## WRITTEN PROBLEM
In the Bulls game recap, what reasons does Thibodeau give for the team lacking good rhythm? Answer in one to three sentences.

The Bulls (10-16) were practically a ball-sharing machine in the first quarter. It moved quickly and resulted in easy baskets or trips to the foul line. The Bulls scored 33 points in the opening 12 minutes, their highest total in a quarter since Dec. 2 against New Orleans.
One explanation is new point guard D.J. Augustin. He has been with the Bulls just eight days but ran the show well Saturday, with 18 points and 10 assists. He also logged 46 minutes, playing all but the final two.
"I've always been, since college, a pick-and-roll type of player, and Thibs always likes pick-and-roll players," Augustin said.
The Bulls again were without Luol Deng, Kirk Hinrich and Jimmy Butler. Carlos Boozer was the high scorer with 19 points, and Joakim Noah matched a season high with 18 rebounds. But this win also belonged to rookie Tony Snell.
When Cleveland trimmed a 19-point deficit to 68-61 late in the third quarter, Snell knocked down consecutive 3-pointers to boost the lead to 16 points at the end of three. The Cavs got as close as 9 points in the fourth quarter, and this time it was Augustin and Snell who buried back-to-back 3s.
Overall, the Bulls hit 10 of 15 attempts from 3-point range, with Snell going 5-for-8.
"I loved the way Tony played," Thibodeau said. "He didn't force anything. He shot when he was open. He passed when he as guarded. He competed defensively. That was probably his best game as a pro."
Cleveland was coming off an overtime win over Milwaukee on Friday but had won six of nine heading into this game and averaged 111 points in the previous five. So maybe there is some promise in the Bulls' efficient offense. They scored above 90 in two road games this week.
"I think we were in a stretch of seven in 10 days, along with the changing lineups, trying to get D.J. up to speed," Thibodeau said. "We didn't have good rhythm, but each day you could see it getting better.
"It's hard to do when you're not practicing and you're in a ballroom and stuff like that, but sometimes those are your circumstances and you've got to find a way to get it done. I didn't think there was any quit in these guys."
It will be good news for the Bulls if Thibodeau can coax the sort of performance Augustin produced during his first two seasons in Charlotte playing for Larry Brown. Snell also has a chance to become that much-needed court-spacing 3-point shooter if he can stay on Thibodeau's good side.
"D.J.'s done a great job. He comes in, he pushes the ball, he moves it," Mike Dunleavy said. "We have guys that are just being real unselfish right now, making the open pass, making the right play, which leads to the open shot. That's how you score in this league."

## GIVEN INFORMATION
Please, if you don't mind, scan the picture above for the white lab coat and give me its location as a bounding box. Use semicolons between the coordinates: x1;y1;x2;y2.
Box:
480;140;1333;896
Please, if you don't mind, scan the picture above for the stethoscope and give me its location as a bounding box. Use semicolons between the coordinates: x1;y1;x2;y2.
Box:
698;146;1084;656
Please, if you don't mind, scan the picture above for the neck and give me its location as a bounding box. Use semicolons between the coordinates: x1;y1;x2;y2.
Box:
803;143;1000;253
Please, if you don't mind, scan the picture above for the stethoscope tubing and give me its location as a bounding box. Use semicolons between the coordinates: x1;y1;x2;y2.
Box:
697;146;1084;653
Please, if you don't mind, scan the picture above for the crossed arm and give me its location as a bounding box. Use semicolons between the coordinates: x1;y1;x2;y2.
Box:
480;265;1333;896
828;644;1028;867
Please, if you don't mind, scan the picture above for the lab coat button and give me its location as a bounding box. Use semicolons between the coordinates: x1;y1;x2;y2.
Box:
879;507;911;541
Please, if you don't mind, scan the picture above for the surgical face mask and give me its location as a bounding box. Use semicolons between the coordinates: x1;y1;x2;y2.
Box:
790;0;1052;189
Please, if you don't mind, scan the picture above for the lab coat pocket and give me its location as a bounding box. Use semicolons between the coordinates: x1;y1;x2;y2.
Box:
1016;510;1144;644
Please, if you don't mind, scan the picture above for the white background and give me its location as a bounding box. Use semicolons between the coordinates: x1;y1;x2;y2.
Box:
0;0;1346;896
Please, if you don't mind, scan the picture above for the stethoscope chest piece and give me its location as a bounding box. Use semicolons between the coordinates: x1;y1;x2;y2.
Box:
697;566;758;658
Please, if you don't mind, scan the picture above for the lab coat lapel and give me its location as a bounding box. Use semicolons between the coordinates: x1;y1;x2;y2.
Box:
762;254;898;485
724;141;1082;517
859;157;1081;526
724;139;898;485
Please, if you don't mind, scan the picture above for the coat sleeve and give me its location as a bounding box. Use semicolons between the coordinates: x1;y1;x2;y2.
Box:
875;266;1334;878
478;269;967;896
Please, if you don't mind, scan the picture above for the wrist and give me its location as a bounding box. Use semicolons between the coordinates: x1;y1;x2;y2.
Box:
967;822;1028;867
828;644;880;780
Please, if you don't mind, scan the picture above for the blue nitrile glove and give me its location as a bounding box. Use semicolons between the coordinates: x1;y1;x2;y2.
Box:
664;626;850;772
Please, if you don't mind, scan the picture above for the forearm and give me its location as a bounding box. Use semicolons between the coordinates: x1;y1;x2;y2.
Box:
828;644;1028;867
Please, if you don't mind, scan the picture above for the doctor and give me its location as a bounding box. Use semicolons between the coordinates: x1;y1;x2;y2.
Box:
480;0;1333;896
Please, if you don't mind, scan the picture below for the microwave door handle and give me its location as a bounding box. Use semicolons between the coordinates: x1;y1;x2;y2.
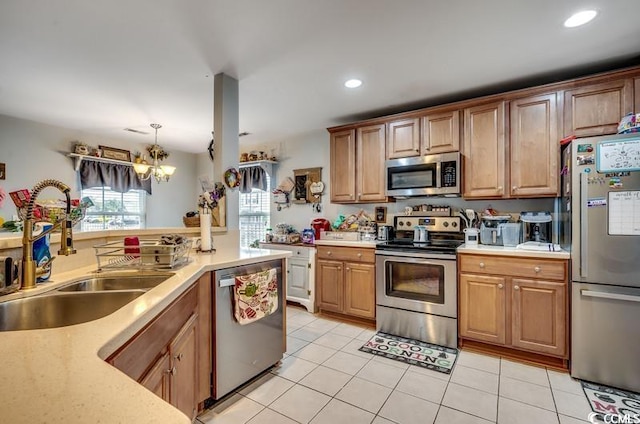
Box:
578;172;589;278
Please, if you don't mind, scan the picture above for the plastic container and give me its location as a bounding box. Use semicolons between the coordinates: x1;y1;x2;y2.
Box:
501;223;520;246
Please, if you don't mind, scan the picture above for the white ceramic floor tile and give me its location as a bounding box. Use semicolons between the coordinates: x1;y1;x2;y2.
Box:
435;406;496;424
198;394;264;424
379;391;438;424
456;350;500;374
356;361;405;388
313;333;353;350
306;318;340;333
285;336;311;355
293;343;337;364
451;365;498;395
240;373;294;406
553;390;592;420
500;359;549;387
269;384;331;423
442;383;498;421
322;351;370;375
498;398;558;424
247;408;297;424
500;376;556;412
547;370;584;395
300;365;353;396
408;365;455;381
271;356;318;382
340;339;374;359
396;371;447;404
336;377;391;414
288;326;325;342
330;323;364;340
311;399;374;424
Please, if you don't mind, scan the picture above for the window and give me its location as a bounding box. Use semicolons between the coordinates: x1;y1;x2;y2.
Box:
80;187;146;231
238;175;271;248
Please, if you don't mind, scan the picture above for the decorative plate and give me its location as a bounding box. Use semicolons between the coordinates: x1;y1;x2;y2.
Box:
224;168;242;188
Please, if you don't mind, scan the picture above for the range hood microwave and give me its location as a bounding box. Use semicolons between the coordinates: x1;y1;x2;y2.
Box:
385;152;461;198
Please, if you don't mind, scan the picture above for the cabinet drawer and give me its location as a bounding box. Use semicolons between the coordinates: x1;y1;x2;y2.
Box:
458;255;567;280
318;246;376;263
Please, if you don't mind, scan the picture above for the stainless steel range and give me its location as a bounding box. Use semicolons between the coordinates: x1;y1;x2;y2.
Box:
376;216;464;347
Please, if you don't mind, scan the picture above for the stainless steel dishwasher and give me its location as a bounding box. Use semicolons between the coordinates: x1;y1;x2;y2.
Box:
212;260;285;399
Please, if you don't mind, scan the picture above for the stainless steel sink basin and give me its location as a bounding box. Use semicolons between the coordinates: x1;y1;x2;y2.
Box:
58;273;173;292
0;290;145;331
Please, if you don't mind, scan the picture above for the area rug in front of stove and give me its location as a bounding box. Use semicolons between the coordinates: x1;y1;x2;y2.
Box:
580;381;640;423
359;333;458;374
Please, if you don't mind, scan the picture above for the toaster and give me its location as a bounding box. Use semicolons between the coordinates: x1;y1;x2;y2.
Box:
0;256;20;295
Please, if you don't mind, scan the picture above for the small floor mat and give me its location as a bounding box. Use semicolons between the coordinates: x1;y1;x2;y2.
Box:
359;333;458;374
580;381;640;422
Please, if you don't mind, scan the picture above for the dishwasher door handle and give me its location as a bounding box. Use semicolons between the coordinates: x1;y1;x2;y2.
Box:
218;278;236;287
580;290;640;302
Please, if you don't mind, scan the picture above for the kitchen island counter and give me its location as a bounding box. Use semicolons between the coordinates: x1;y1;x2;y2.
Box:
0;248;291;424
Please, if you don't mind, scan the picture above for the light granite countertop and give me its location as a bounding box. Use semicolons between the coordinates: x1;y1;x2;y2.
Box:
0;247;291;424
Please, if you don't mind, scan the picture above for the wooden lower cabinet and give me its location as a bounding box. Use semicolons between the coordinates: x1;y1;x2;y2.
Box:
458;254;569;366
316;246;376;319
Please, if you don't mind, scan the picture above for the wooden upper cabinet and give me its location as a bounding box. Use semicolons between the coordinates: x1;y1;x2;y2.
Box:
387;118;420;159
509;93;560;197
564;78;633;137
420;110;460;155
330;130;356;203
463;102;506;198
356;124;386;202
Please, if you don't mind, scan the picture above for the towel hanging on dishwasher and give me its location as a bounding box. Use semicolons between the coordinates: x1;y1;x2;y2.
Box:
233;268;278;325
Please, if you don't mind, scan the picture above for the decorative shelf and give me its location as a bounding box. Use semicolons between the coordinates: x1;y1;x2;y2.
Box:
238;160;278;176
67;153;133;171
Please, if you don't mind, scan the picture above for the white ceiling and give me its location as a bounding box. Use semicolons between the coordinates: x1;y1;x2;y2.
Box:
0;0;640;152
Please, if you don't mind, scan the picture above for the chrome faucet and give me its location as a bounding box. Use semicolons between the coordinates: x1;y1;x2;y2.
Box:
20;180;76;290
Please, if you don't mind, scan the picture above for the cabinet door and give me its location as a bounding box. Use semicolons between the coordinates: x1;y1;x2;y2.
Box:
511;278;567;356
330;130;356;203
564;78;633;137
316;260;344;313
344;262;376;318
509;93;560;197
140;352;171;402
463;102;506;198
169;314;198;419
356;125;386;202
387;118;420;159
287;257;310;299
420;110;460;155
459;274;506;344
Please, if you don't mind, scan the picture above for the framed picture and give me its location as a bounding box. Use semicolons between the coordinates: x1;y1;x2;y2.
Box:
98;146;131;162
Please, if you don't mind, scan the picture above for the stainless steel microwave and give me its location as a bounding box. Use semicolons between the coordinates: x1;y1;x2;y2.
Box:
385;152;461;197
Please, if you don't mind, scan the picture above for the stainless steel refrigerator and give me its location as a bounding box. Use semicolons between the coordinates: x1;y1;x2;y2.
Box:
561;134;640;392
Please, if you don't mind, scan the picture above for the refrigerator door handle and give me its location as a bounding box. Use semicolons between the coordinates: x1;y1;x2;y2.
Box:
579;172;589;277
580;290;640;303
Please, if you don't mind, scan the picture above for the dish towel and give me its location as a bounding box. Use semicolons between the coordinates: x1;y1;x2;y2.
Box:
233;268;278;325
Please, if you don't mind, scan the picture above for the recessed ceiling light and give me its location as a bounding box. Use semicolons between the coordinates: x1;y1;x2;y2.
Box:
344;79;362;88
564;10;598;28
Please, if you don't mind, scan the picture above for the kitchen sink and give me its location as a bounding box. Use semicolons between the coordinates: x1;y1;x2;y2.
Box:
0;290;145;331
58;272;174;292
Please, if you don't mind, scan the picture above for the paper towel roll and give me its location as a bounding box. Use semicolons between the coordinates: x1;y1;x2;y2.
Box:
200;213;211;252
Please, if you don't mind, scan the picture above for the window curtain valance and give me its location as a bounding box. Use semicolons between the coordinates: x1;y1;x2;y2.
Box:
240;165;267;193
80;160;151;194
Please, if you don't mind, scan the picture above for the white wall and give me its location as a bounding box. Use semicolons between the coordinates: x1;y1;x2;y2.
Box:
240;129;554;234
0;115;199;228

## RESPONSE TO THE EXERCISE
Thibodeau says the team was in a stretch of seven games in 10 days while dealing with changing lineups and trying to get D.J. Augustin up to speed. He adds that it was hard because they weren't practicing and were in a ballroom.